**SOURCE MATERIAL:**

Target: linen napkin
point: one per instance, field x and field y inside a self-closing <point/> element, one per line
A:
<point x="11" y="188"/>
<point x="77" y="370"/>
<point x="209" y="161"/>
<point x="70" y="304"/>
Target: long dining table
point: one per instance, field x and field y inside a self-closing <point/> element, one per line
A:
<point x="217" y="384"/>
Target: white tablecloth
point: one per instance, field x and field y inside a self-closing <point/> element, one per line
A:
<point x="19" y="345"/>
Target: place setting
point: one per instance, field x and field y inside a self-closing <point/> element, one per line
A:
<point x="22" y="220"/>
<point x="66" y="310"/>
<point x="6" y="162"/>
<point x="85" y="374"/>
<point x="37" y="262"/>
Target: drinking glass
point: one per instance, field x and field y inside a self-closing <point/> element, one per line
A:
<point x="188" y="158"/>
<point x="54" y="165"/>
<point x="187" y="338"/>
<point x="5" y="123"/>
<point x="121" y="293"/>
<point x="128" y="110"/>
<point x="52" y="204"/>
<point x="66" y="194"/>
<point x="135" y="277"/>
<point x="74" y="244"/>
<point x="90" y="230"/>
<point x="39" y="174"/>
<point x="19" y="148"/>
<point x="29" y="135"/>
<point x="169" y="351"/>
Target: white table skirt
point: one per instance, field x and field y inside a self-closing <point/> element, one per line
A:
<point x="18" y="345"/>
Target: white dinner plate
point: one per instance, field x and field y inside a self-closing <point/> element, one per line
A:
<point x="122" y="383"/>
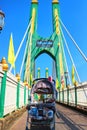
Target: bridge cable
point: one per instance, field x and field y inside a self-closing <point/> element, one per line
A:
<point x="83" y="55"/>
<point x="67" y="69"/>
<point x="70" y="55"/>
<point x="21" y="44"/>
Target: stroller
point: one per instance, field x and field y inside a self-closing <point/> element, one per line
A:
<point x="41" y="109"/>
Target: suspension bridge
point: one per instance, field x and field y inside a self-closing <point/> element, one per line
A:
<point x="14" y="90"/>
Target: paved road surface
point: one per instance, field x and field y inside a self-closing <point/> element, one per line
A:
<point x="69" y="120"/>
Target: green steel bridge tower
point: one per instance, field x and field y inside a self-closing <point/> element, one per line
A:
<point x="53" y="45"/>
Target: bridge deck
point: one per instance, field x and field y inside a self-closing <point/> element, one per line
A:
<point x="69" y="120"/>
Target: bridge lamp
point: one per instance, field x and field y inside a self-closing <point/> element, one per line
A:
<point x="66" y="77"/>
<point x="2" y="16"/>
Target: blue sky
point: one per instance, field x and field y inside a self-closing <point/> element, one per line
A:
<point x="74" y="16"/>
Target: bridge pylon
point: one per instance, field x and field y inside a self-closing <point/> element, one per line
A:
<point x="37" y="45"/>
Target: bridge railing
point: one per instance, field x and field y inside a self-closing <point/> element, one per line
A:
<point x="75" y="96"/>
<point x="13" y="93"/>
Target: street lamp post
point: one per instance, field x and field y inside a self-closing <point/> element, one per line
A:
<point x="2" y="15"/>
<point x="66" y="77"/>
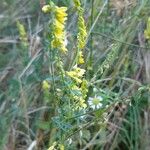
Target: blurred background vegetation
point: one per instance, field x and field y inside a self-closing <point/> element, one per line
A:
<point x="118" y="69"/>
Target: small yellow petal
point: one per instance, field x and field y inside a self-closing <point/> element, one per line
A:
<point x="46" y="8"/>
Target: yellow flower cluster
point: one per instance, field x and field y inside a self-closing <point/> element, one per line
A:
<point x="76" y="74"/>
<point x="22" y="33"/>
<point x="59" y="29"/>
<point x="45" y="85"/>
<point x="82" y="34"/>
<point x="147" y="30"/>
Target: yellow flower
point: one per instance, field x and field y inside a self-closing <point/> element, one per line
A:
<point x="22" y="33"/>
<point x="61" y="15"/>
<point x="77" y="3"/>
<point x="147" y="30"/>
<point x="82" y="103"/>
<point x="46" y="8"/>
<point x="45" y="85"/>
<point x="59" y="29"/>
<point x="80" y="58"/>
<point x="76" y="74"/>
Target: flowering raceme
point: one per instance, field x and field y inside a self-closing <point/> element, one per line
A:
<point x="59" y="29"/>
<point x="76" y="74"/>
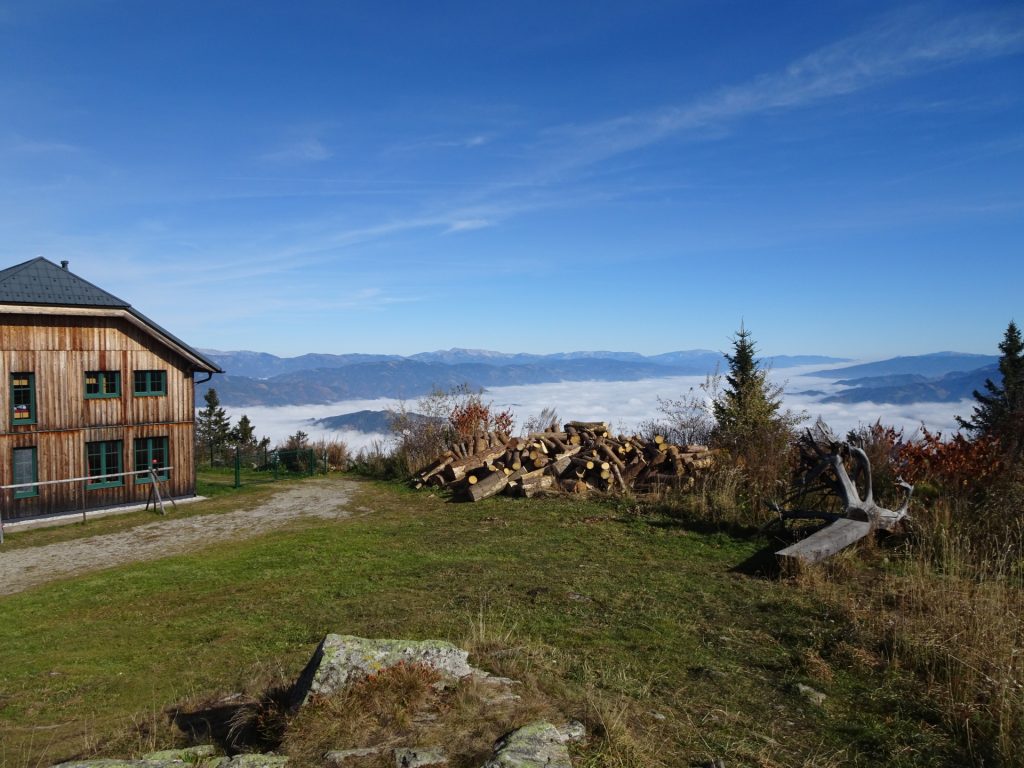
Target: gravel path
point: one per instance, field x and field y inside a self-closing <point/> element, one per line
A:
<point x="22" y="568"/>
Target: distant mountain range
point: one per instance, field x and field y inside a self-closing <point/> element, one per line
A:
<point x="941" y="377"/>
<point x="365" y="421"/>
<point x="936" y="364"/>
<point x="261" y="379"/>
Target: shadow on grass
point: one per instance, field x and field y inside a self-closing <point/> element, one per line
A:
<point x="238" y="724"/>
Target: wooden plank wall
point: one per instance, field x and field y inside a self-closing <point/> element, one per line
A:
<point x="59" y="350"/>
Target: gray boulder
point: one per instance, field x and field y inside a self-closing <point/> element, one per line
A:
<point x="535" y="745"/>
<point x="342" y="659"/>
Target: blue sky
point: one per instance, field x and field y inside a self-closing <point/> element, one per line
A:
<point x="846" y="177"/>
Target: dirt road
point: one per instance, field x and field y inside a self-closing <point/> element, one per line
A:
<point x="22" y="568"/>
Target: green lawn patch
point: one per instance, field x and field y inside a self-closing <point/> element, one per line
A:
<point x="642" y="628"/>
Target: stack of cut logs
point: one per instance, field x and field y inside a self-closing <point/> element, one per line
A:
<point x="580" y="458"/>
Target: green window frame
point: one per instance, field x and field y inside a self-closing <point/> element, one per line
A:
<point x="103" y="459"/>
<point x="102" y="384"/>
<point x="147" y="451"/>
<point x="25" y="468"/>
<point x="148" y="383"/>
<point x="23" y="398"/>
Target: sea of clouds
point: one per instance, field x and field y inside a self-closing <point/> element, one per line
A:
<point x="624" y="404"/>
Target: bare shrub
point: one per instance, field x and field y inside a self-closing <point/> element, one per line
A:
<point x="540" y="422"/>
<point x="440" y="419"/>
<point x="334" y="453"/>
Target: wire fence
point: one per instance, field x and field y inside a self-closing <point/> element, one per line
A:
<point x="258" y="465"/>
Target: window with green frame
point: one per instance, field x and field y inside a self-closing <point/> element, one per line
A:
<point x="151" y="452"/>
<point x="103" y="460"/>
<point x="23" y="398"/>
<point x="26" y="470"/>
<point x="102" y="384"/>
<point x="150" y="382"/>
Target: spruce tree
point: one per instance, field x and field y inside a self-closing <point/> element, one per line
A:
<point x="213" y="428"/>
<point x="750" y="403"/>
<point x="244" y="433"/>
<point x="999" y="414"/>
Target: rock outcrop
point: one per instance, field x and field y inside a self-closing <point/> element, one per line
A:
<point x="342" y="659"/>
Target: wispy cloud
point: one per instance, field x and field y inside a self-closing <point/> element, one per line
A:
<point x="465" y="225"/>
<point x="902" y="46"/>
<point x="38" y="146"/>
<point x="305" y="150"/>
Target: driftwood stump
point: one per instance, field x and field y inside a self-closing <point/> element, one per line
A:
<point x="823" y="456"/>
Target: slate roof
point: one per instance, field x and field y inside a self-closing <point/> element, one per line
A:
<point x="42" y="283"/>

* * *

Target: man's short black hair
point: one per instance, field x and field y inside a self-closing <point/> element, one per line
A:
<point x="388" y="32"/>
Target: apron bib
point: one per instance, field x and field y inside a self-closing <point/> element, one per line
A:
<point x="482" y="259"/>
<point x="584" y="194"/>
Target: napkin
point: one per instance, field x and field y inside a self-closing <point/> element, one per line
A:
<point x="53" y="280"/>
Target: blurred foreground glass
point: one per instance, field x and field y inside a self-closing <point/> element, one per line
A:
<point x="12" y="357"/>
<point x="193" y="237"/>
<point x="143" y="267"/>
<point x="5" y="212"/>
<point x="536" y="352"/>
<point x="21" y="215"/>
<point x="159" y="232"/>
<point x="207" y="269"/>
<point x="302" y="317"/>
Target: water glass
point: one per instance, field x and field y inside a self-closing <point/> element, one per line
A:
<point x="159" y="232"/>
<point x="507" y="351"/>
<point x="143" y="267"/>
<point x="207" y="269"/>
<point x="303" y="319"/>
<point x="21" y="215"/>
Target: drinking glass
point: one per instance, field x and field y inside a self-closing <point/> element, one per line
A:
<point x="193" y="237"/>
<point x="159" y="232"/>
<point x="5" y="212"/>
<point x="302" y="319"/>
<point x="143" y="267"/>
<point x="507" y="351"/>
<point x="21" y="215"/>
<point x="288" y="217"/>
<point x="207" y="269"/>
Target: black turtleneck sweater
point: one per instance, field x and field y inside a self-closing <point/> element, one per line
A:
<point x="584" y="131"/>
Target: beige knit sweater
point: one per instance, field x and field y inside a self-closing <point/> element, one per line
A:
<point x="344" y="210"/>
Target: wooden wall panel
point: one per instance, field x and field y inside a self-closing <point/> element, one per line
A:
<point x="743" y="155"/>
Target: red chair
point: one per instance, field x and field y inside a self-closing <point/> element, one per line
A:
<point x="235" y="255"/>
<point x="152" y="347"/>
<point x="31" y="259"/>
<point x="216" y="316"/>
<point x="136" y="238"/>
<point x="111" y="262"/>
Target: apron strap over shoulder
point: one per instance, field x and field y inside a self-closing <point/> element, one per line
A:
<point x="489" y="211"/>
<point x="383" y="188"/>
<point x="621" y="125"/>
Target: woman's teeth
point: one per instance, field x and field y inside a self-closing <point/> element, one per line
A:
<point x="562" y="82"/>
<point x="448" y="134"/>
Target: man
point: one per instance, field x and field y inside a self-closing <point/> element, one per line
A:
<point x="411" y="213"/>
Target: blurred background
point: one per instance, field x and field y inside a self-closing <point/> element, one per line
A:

...

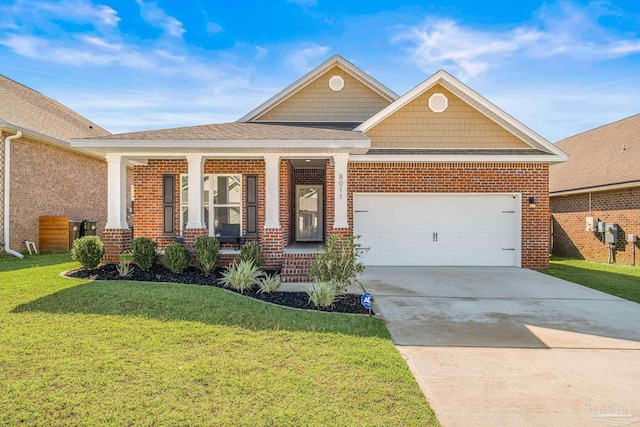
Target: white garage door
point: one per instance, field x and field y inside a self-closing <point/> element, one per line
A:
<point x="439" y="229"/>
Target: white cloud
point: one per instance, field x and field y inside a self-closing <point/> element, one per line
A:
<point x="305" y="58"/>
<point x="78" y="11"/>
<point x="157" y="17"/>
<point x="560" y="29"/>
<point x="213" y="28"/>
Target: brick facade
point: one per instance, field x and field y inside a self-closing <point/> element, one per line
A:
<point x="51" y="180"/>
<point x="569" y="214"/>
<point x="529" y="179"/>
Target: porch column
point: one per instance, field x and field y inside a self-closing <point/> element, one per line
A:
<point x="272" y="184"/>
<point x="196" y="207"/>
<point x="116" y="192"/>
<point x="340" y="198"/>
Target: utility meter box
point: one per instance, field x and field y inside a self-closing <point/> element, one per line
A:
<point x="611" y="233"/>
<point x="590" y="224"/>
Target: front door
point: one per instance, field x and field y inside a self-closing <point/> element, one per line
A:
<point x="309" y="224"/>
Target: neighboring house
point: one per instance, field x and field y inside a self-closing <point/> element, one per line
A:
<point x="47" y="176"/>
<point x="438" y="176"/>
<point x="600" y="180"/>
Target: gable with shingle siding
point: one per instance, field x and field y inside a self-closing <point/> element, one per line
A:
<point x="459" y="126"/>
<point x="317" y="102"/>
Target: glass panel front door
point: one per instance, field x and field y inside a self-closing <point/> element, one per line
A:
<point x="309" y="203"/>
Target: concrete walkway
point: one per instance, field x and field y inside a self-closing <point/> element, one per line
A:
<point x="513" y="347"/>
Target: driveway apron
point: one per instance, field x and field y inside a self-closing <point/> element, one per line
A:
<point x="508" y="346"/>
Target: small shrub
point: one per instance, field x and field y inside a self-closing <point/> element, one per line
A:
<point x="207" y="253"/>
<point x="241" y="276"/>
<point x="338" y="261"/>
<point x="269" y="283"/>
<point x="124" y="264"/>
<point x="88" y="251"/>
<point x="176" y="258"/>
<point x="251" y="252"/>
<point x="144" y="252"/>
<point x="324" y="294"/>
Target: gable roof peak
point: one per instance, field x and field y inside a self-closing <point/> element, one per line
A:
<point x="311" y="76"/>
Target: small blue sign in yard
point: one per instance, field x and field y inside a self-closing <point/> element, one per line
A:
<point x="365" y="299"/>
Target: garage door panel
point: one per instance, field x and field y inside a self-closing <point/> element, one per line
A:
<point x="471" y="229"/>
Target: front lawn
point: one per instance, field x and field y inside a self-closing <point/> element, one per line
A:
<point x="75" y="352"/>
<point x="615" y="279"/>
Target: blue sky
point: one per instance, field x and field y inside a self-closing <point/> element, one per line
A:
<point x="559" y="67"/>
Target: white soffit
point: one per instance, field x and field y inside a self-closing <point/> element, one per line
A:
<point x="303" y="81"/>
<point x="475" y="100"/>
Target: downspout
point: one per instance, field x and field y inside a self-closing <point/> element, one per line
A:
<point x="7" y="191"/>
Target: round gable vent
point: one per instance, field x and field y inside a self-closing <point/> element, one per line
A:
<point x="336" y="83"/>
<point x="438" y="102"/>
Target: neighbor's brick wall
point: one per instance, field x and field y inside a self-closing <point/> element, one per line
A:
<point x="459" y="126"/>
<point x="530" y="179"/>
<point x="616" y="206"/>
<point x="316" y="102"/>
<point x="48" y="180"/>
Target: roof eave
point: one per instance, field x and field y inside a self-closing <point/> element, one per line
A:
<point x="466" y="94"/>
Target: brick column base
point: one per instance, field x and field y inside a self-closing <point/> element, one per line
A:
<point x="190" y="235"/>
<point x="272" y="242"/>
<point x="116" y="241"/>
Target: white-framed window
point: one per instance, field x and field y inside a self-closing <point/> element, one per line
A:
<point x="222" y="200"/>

**WHAT IS REQUIRED:** Count the lines in the data above that contain the string "apron", and reply with that number alone.

**IN RESPONSE:** 3